══ EXCERPTED PASSAGE
Chad,
There's no one answer to that question - you can go pretty much anyway you want with this. There are many, many different views of how piracy operates in Traveller.
One question, first: how did the cargo get on-board if it won't fit through the airlock? There must be some sort of hatch big enough for it to be on the ship in the first place. Evacuate the atmosphere from the hold (most ships have multiple compartments separated by bulkheads), pop those cargo hatches, perhaps turn off the artificial gravity in the hold to facilitate moving the cargo, and move it across. If the pirates do this kind of thing a lot (in other words they're real pirates, not just a desparate merchant who's turned to piracy in a pinch) they'll be experienced at this sort of thing, and probably have whatever is needed to protect most simple cargos for the short transition. Or maybe not and they have to improvise...
Some other options:
- The pirates execute the crew - "Dead men tell no tales." Pretty harsh and not good for the game, so not recommended.
- The pirates incapacitate the crew somehow. A lot of ways to do this: physical restraints (tieing them up or locking them in a storage room or something), drugging them, manipulating the artifical gravity to pin them to the floor (might involve making some modifications to the ship to permit that), securing them in a area and then partially evacuating the atmosphere until they pass out - lots of possibilities.
- The pirates keep the crew under guard. This is a lot riskier for the pirates and ties down some of their personnel, but it offers the crew a better chance to escape.
- The pirates take a hostage (or two, or three). They threaten to start by killing the hostage in some manner almost certain to succeed (gun to the head of a bound vicitm, bomb vest like the one Sandra Bullock wore in Speed, etc.) if the crew undertakes any form of resistance, alerts the authorities, etc. This could be combined with one of the other methods. Likely hostages include children (hey, they're pirates, they're bad guys), a critical member of the crew like a pilot or engineer (depending on the size & type of ship & the crew make-up), or the captain. Evil twist: the hostage gets moved aboard the pirate's boat, or their main vessel, or stuck in a vacc suit and tethered to the hull or otherwise kept apart from the crew.
- The pirates try to recruit all or some of the crew. Again, this could be combined with another option. Prospective recruits get moved under guard to a separate location and kept secure until the operation is finished.
════
══ EXCERPTED DATA
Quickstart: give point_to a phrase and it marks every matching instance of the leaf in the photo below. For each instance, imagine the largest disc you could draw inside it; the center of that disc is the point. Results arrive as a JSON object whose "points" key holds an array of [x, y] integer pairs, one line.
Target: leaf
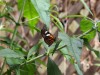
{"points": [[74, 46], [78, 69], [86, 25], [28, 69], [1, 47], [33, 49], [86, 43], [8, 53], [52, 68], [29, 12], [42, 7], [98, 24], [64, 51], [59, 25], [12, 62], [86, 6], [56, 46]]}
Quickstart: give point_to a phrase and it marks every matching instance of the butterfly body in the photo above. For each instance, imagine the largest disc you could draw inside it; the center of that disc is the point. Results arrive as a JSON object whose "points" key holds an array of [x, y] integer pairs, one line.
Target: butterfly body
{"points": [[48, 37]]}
════
══ EXCERPTED DATA
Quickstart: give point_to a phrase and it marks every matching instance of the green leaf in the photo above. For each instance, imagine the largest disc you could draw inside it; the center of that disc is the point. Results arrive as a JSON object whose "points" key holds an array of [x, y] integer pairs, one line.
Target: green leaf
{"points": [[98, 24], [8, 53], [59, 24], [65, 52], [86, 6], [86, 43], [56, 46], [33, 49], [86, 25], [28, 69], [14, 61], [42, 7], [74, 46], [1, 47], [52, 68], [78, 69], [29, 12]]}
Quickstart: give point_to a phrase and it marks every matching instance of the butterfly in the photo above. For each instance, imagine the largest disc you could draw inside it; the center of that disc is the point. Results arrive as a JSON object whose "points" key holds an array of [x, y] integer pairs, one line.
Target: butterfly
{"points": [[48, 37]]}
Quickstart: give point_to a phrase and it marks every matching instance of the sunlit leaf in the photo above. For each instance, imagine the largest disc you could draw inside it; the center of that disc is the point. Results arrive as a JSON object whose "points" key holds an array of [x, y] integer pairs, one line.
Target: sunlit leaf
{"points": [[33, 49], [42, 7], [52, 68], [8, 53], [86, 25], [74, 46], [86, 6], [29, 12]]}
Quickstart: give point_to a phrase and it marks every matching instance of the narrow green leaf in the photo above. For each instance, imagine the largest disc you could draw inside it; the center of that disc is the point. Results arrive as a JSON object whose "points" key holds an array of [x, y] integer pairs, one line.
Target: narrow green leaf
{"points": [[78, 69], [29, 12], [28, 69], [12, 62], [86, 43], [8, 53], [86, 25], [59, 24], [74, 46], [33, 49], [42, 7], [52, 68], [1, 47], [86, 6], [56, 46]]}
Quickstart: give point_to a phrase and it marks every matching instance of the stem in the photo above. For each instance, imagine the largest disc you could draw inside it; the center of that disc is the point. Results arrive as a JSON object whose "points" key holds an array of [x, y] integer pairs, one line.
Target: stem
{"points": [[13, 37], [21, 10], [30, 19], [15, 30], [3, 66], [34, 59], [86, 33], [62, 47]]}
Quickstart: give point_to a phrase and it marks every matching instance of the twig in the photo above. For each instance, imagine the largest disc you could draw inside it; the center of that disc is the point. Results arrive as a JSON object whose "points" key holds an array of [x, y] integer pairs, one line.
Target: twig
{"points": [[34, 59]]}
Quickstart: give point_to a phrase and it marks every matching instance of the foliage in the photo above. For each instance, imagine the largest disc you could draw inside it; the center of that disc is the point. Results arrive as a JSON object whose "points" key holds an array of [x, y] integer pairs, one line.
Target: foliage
════
GIVEN EXERCISE 1:
Answer these about the piracy reply:
(a) What might the pirates turn off in the hold to make moving cargo easier?
(b) How does the reply describe executing the crew?
(c) Where are prospective recruits taken?
GIVEN EXERCISE 2:
Say whether each statement agrees with the piracy reply, quoting the words that decide it.
(a) Keeping the crew under guard is less risky for the pirates.
(b) Most ships have several compartments.
(c) Taking a hostage can't be combined with other methods.
GIVEN EXERCISE 3: Rewrite the paragraph of the piracy reply that begins "The pirates incapacitate the crew somehow" as a short list.
The records were taken from a different source than the text.

COMPLETE ANSWER 1:
(a) The artificial gravity.
(b) As pretty harsh and not good for the game, so not recommended.
(c) Under guard to a separate location, where they're kept secure until the operation is finished.

COMPLETE ANSWER 2:
(a) No: "This is a lot riskier for the pirates"
(b) Yes: "most ships have multiple compartments separated by bulkheads"
(c) No: "This could be combined with one of the other methods."

COMPLETE ANSWER 3:
The pirates disable the crew. Possible ways:
- Physical restraints, such as tying them up or locking them in a storage room
- Drugging them
- Using the artificial gravity to pin them to the floor, which might require changes to the ship
- Confining them to one area and partly removing the air until they pass out